## Exercise brief
When you reach the entries below, transcribe each one exactly as it stands.

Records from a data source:
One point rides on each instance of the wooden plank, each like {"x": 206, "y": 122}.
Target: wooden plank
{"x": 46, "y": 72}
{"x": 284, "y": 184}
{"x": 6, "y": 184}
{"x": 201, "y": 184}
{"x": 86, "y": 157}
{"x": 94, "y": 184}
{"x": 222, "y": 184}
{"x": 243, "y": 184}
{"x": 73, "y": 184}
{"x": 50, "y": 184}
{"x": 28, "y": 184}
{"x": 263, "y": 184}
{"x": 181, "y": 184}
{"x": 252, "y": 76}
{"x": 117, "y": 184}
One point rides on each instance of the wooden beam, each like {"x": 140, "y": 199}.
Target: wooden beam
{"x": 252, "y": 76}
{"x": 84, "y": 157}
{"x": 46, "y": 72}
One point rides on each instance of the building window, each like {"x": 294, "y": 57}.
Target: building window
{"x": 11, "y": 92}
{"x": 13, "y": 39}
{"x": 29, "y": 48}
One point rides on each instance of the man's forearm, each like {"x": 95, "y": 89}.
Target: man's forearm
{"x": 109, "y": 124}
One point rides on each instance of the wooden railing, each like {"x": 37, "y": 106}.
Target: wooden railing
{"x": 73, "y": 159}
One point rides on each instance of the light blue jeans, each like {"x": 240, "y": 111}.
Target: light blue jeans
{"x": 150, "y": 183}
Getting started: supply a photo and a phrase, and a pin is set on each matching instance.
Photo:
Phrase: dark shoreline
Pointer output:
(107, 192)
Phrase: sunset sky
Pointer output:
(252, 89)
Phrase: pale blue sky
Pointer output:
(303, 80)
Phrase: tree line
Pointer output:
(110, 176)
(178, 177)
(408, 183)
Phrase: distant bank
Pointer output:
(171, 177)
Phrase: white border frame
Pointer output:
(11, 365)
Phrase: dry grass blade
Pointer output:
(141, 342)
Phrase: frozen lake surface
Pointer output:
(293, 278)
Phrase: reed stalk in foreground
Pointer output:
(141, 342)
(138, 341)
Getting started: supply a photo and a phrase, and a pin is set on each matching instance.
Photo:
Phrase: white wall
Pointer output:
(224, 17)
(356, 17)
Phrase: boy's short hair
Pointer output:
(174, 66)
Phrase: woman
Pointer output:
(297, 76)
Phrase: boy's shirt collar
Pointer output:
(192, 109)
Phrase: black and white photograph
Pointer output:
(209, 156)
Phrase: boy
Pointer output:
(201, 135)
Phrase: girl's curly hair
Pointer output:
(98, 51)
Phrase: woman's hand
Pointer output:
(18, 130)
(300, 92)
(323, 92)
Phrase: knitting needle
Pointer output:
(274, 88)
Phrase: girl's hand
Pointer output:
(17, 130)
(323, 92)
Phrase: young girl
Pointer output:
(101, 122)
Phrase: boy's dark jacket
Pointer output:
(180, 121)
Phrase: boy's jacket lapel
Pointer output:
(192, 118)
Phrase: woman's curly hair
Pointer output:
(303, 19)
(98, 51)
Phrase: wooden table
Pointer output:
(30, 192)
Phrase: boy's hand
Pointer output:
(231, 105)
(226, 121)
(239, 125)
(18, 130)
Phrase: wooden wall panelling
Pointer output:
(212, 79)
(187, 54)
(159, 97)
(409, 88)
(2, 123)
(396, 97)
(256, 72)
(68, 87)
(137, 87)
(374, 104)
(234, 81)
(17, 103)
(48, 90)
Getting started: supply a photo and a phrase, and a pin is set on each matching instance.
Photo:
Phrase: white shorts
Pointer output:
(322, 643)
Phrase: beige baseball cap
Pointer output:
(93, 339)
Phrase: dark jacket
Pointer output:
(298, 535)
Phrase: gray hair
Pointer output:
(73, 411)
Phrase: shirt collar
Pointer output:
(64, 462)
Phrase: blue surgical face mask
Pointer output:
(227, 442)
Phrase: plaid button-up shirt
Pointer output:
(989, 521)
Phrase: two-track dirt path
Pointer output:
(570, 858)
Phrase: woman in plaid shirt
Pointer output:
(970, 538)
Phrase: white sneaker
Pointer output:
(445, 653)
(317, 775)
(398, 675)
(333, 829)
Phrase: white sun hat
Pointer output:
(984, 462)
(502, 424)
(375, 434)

## Reply
One point rides on each instance of the wooden plank, each like {"x": 206, "y": 122}.
Target: wooden plank
{"x": 46, "y": 72}
{"x": 284, "y": 184}
{"x": 6, "y": 184}
{"x": 201, "y": 184}
{"x": 86, "y": 157}
{"x": 94, "y": 184}
{"x": 222, "y": 184}
{"x": 243, "y": 184}
{"x": 73, "y": 184}
{"x": 50, "y": 184}
{"x": 28, "y": 184}
{"x": 263, "y": 184}
{"x": 181, "y": 184}
{"x": 252, "y": 76}
{"x": 117, "y": 184}
One point rides on each instance of the wooden beam, each like {"x": 140, "y": 199}.
Target: wooden beam
{"x": 252, "y": 76}
{"x": 84, "y": 157}
{"x": 46, "y": 72}
One point rides on each instance of the building window, each like {"x": 294, "y": 57}.
Target: building window
{"x": 11, "y": 92}
{"x": 13, "y": 39}
{"x": 29, "y": 48}
One point rides on each instance of the man's forearm, each like {"x": 95, "y": 89}.
Target: man's forearm
{"x": 109, "y": 124}
One point rides on each instance of the wooden railing, each like {"x": 37, "y": 106}.
Target: wooden railing
{"x": 73, "y": 159}
One point rides on each instance of the light blue jeans, each like {"x": 240, "y": 111}.
Target: light blue jeans
{"x": 150, "y": 183}
Getting started: supply a photo and a phrase, and a pin is set on each matching instance.
Photo:
Phrase: dark shoreline
Pointer output:
(107, 192)
Phrase: sunset sky
Pointer output:
(252, 89)
Phrase: pale blue sky
Pointer output:
(303, 80)
Phrase: tree line
Pointer output:
(110, 176)
(178, 177)
(408, 183)
Phrase: distant bank
Pointer output:
(171, 177)
Phrase: white border frame
Pointer output:
(11, 365)
Phrase: dry grass blade
Pointer output:
(141, 342)
Phrase: frozen lake surface
Pointer output:
(293, 278)
Phrase: reed stalk in foreground
Pointer output:
(141, 342)
(138, 341)
Getting started: supply a photo and a phrase, and a pin is set on each matching instance.
Photo:
Phrase: white wall
Pointer output:
(224, 17)
(356, 17)
Phrase: boy's short hair
Pointer output:
(174, 66)
Phrase: woman
Pointer output:
(297, 76)
Phrase: boy's shirt collar
Pointer output:
(192, 109)
Phrase: black and white photograph
Pointer output:
(209, 156)
Phrase: boy
Pointer output:
(201, 135)
Phrase: girl's curly hair
Pointer output:
(98, 51)
Phrase: woman's hand
Pointer output:
(18, 130)
(300, 92)
(323, 92)
Phrase: knitting needle
Pointer output:
(274, 88)
Phrase: girl's hand
Pointer output:
(17, 130)
(323, 92)
Phrase: young girl
Pointer output:
(101, 122)
Phrase: boy's dark jacket
Pointer output:
(180, 121)
Phrase: boy's jacket lapel
Pointer output:
(192, 118)
Phrase: woman's curly hair
Pointer output:
(303, 19)
(98, 51)
Phrase: wooden table
Pointer output:
(30, 192)
Phrase: boy's hand
Pointer output:
(231, 105)
(226, 121)
(239, 125)
(18, 130)
Phrase: wooden wall panelling
Pointer output:
(212, 79)
(187, 54)
(159, 97)
(409, 88)
(2, 123)
(396, 97)
(256, 72)
(68, 87)
(137, 87)
(374, 104)
(234, 81)
(17, 103)
(48, 90)
Getting started: supply a photo and a phrase, and a pin is set on each matching instance.
Photo:
Phrase: white shorts
Pointer output:
(322, 643)
Phrase: beige baseball cap
Pointer output:
(93, 339)
Phrase: dark jacket
Pointer output:
(298, 535)
Phrase: gray hair
Pointer output:
(73, 411)
Phrase: shirt collar
Pointer output:
(64, 462)
Phrase: blue surgical face mask
Pointer output:
(227, 442)
Phrase: plaid button-up shirt
Pointer output:
(989, 521)
Phrase: two-track dirt path
Pointer output:
(570, 858)
Phrase: woman in plaid shirt
Pointer output:
(970, 538)
Phrase: white sneaker
Pointer output:
(445, 653)
(317, 775)
(398, 675)
(333, 829)
Phrase: white sun hat
Pointer output:
(984, 462)
(502, 424)
(375, 434)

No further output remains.